#### PROBLEM DETAILS:
Starting with the line that contains "Mark the ship", copy every remaining line of the data below exactly, the last one included.
[DATA EXTRACTS Boundary: Start]
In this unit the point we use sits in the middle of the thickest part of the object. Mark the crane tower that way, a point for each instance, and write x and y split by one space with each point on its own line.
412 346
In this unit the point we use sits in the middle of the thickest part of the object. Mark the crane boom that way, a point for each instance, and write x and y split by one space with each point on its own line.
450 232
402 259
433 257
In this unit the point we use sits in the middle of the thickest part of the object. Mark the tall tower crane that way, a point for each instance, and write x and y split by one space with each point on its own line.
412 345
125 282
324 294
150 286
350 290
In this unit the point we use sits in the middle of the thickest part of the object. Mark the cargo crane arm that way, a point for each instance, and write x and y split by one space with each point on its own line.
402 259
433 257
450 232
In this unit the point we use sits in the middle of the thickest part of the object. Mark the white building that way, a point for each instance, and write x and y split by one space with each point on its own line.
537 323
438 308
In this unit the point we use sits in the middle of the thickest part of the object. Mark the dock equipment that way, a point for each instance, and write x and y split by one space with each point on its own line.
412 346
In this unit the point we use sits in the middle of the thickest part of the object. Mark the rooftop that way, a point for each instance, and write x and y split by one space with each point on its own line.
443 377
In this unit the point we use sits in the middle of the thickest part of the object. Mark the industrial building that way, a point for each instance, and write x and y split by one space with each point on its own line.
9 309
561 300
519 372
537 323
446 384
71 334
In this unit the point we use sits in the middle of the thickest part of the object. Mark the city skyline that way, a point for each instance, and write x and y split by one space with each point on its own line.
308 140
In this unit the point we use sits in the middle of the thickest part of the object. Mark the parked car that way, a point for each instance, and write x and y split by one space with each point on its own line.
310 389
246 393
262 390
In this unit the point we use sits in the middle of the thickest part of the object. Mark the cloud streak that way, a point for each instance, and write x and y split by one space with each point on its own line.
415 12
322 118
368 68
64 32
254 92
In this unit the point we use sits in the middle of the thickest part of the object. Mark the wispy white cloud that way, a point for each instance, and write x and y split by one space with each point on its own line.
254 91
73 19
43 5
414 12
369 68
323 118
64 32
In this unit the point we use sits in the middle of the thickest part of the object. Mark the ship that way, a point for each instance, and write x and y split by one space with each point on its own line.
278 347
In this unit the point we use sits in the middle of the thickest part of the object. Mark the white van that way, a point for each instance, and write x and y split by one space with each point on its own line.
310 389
[DATA EXTRACTS Boundary: End]
#### EXPECTED OUTPUT:
In this unit the point we use sits in the middle of the thickest part of the object. Mark the ship that way, a point for each instance, and write x and y split by one space with each point on its own line.
278 347
In this unit the point we use sits in the middle of the thickest part of the object. Mark the white van that way, a point for each instance, and write x and y split by one space with each point on its own line.
310 389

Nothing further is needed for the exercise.